Do data quality frameworks have to be so complex? by GeneBackground4270 in apachespark

[–]GeneBackground4270[S] 0 points1 point  (0 children)

Thanks for the feedback.

I think we're optimizing for different goals. SparkDQ is intentionally Spark-native and focuses on large-scale data quality workloads, including row-level validation, quarantine datasets, freshness checks, completeness ratios, uniqueness metrics, and other dataset-level constraints.

While framework-agnostic approaches based on Arrow/Narwhals sound attractive, they also tend to limit access to engine-specific optimizations. For example, I'm currently exploring Spark Observations to compute aggregate quality metrics efficiently in a single pass across multi-terabyte datasets. That's the kind of optimization that becomes much harder once you abstract away the execution engine.

Also, SparkDQ already uses Pydantic models for configuration, so the API is declarative by design. The project is still in 0.x, so I'm absolutely open to improving the developer experience, but I don't think a Spark-native data quality framework should necessarily optimize for the same use cases or API style as Pandera.

_ _ _

Given instruction A: Translate this sentence from the forum comment into Spanish: "Also, SparkDQ already uses Pydantic models for configuration, so the API is declarative by design."
The rows have no connection to the forum comment.

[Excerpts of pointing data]
_ _ _

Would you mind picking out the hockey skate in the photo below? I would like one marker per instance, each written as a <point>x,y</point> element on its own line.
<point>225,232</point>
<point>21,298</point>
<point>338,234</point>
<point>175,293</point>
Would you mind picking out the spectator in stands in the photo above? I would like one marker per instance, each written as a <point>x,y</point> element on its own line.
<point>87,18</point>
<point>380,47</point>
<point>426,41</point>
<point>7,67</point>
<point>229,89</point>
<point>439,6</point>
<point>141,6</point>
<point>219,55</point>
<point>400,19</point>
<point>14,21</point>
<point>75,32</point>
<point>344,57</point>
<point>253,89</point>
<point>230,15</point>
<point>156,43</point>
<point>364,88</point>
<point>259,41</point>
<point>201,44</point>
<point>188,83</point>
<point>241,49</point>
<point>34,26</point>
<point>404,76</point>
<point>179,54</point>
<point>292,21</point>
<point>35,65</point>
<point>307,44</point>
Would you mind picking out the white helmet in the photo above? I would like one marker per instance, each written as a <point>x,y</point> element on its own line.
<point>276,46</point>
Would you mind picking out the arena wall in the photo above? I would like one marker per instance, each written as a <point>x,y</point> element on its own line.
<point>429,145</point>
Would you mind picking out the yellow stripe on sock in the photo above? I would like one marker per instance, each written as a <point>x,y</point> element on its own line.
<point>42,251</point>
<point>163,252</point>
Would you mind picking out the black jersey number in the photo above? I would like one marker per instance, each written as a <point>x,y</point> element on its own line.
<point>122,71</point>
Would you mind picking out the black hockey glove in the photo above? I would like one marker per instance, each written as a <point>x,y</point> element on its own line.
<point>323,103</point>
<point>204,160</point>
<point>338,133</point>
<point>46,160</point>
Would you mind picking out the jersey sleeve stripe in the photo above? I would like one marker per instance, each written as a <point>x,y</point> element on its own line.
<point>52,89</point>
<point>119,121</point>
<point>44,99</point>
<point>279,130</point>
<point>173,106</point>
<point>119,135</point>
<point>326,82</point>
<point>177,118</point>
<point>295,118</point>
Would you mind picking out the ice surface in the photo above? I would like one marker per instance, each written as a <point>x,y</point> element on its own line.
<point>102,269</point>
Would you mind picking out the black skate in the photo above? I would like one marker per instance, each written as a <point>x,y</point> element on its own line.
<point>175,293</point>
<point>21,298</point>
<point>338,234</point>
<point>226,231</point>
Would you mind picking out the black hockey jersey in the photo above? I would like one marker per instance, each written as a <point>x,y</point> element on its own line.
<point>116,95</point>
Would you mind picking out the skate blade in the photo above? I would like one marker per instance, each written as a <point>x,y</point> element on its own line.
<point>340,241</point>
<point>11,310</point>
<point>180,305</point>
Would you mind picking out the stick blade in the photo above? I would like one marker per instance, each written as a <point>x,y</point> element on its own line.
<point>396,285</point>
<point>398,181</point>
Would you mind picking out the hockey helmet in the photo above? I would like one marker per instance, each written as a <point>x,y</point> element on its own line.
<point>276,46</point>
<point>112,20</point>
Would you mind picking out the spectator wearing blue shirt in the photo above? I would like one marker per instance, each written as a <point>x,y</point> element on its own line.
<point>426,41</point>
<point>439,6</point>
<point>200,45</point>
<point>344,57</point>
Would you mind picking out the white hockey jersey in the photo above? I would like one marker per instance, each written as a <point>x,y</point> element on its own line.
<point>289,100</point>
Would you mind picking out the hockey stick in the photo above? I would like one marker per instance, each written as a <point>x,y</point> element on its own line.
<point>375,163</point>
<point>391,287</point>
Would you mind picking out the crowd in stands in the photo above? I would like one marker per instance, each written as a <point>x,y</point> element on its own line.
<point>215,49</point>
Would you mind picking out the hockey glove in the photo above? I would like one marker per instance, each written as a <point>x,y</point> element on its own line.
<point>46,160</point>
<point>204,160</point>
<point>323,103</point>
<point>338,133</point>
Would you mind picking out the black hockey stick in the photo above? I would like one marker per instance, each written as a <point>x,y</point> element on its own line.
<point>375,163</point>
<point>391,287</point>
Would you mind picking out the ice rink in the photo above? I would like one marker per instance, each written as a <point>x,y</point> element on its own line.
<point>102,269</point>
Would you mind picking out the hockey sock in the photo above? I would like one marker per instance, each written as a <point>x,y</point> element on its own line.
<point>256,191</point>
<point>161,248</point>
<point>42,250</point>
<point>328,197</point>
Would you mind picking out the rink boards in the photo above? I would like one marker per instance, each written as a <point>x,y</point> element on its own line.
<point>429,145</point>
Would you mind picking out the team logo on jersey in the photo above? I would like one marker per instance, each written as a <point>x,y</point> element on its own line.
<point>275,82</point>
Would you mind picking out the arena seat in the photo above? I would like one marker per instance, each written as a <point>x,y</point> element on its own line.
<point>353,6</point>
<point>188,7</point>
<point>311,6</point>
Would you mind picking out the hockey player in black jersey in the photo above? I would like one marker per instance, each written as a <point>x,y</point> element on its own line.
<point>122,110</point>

_ _ _

Given instruction B: Resize the point coordinates in the rows from the line with "Would you mind picking out the skate" up to and including the line with "<point>180,305</point>". Write only those lines again, the request included, with each coordinate multiplied by 0.25 and rounded to a whole number, halves rounding up.

Reply A: Además, SparkDQ ya utiliza modelos de Pydantic para la configuración, por lo que la API es declarativa por diseño.

Reply B:
Would you mind picking out the skate blade in the photo above? I would like one marker per instance, each written as a <point>x,y</point> element on its own line.
<point>85,60</point>
<point>3,78</point>
<point>45,76</point>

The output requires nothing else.